By Marta Hepler Drahos
TRAVERSE CITY — Michael Moore welcomed visitors to the eighth annual Traverse City Film Festival in uncharacteristic style.
”I do this out of respect for all of you,” the filmmaker and festival founder told the audience at the first screening of Tuesday’s Opening Night Movie at the State Theatre, indicating his suit and tie and a recent haircut. “Or maybe I lost a bet.”
Moore, who is known for his casual attire, opened the festival with a brief history of the event, a reminder of why people come to the movies — to leave reality behind in a place where they should feel safe — and a plea to the audience to continue supporting community theaters like the State.
Susan Sarandon, this year’s most anticipated guest, also quipped with the audience before accepting the key to the city and the festival’s Lifetime Achievement Award, asking which is the city’s best pie, revealing her beauty secrets — not smoking and Sicilian genes — and joking that she wouldn’t be cooking at today’s Filmmaker Dinner fundraiser.

QUESTIONS ON THE MATERIAL:
1. Answer the following from the film festival article.
(a) Which annual edition of the Traverse City Film Festival is being opened?
(b) In which theater was the first screening of the Opening Night Movie held?
(c) What two beauty secrets did Susan Sarandon reveal?
2. In the film festival article, switch "Filmmaker Dinner" to "Filmmaker Luncheon" and write out the passage that begins at the words "Moore, who is" and stops after "Filmmaker Dinner fundraiser.".
3. Carry on with the film festival article past its final sentence.

DATA LISTING:
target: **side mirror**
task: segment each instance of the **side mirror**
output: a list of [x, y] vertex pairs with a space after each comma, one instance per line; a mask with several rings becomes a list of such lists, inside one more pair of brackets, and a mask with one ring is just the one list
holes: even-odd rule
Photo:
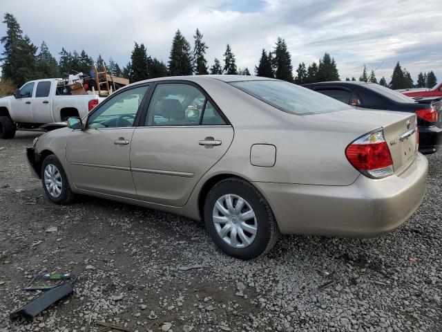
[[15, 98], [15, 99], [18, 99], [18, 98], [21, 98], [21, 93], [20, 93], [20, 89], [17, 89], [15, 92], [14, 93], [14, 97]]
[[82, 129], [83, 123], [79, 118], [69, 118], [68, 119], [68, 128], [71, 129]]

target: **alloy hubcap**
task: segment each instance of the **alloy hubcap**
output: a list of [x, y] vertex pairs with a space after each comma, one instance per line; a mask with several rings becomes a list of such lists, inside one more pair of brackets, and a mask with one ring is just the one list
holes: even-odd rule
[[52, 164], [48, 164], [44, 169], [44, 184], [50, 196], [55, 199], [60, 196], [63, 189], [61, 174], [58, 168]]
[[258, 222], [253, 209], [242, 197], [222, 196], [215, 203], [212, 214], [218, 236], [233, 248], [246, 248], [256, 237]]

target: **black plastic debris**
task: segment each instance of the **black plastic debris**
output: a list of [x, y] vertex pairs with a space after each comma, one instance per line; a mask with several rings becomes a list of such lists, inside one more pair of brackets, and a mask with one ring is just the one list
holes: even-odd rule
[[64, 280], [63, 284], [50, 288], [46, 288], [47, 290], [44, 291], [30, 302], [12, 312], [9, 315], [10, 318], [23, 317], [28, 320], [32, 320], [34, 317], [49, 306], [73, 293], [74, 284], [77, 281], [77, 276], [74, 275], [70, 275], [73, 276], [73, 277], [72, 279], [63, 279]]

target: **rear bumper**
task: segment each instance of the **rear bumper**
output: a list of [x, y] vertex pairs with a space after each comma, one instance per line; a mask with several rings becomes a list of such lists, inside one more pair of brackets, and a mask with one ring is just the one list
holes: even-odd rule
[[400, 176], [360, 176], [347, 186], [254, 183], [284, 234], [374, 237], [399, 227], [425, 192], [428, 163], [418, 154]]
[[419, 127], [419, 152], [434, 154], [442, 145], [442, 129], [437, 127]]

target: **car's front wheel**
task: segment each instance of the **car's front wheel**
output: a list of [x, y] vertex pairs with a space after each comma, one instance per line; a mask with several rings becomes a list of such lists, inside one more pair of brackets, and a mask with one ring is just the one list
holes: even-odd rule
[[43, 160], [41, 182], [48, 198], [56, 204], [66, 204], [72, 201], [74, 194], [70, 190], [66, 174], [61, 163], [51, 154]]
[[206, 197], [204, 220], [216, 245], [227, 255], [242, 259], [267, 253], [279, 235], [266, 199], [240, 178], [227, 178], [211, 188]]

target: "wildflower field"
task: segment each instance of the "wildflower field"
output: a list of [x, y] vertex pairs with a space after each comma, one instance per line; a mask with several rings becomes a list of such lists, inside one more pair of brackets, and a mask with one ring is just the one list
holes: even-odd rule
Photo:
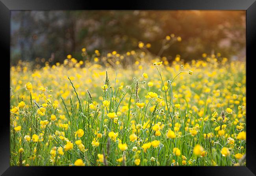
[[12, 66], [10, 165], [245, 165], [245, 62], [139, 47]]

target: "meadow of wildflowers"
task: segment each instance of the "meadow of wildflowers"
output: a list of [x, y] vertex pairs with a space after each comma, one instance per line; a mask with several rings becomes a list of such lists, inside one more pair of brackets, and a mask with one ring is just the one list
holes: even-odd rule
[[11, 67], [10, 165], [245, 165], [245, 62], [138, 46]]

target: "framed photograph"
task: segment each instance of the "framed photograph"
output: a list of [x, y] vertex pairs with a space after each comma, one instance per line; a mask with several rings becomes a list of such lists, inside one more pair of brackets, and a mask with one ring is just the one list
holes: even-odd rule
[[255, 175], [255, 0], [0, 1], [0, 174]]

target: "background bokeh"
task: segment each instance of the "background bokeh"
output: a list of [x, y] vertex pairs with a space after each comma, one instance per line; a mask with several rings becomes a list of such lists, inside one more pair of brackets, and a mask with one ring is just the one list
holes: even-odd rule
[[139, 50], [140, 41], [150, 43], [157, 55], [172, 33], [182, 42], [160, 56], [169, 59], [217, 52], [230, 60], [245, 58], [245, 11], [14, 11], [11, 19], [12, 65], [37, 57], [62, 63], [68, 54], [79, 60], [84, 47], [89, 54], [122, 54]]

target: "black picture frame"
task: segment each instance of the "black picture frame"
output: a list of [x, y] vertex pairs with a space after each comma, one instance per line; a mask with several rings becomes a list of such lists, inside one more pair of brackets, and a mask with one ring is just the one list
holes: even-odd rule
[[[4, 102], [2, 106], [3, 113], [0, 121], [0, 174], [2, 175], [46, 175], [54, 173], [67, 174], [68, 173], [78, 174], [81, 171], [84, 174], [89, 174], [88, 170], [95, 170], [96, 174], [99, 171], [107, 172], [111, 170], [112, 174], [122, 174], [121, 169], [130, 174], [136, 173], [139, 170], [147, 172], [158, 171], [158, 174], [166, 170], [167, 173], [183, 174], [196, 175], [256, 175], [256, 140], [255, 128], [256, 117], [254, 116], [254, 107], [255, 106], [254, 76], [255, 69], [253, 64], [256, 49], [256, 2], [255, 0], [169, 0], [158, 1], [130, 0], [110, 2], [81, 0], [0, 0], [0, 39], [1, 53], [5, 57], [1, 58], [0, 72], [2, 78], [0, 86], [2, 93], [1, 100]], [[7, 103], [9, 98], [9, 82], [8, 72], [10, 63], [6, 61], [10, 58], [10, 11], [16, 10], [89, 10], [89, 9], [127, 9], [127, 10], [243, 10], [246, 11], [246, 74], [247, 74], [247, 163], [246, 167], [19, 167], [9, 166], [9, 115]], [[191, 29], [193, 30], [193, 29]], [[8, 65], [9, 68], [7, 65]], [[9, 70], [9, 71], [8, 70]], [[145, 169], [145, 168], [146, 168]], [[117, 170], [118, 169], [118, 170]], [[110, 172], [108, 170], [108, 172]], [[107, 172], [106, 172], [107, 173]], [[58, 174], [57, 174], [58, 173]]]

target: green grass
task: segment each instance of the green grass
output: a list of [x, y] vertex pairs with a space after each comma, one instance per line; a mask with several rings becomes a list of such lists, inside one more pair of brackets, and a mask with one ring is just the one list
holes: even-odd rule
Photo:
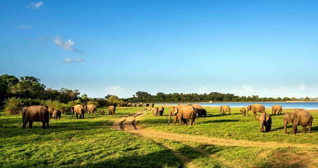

OUTPUTS BY TASK:
1.
(a) The eighth.
(b) The State Theatre.
(c) Not smoking and Sicilian genes.

2.
Moore, who is known for his casual attire, opened the festival with a brief history of the event, a reminder of why people come to the movies — to leave reality behind in a place where they should feel safe — and a plea to the audience to continue supporting community theaters like the State.
Susan Sarandon, this year’s most anticipated guest, also quipped with the audience before accepting the key to the city and the festival’s Lifetime Achievement Award, asking which is the city’s best pie, revealing her beauty secrets — not smoking and Sicilian genes — and joking that she wouldn’t be cooking at today’s Filmmaker Luncheon fundraiser.

3.
“What a treat to be in this wonderful theater with such a fabulous story,” said the actress, who arrived from New York and will speak at Wednesday’s film festival panel at the City Opera House as well as screenings of her movies “Robot and Frank” and "Thelma and Louise” there and at the State. “I just love what you’re doing with this theater so this award means so much.”
Festival volunteer Lisa Danto bought tickets for 19 films this year including the Opening Night Movie, “Searching for Sugar Man.” She said she originally planned to see the movie at the City Opera House but changed her mind when she learned Sarandon would appear at the State.
“It’s my 50th birthday Sunday,” said Danto, of Suttons Bay, as she chatted with a friend near the concessions line. “I decided to go big.”
Moore also presented the festival’s 2012 Michigan Filmmaker Award to the grandson of the late Winsor McCay, a Spring Lake native who created the first animated film about a dinosaur named “Gertie.” Winsor Robert McCay, of California, will speak before Wednesday’s animated children’s film at Lars Hockstad Auditorium.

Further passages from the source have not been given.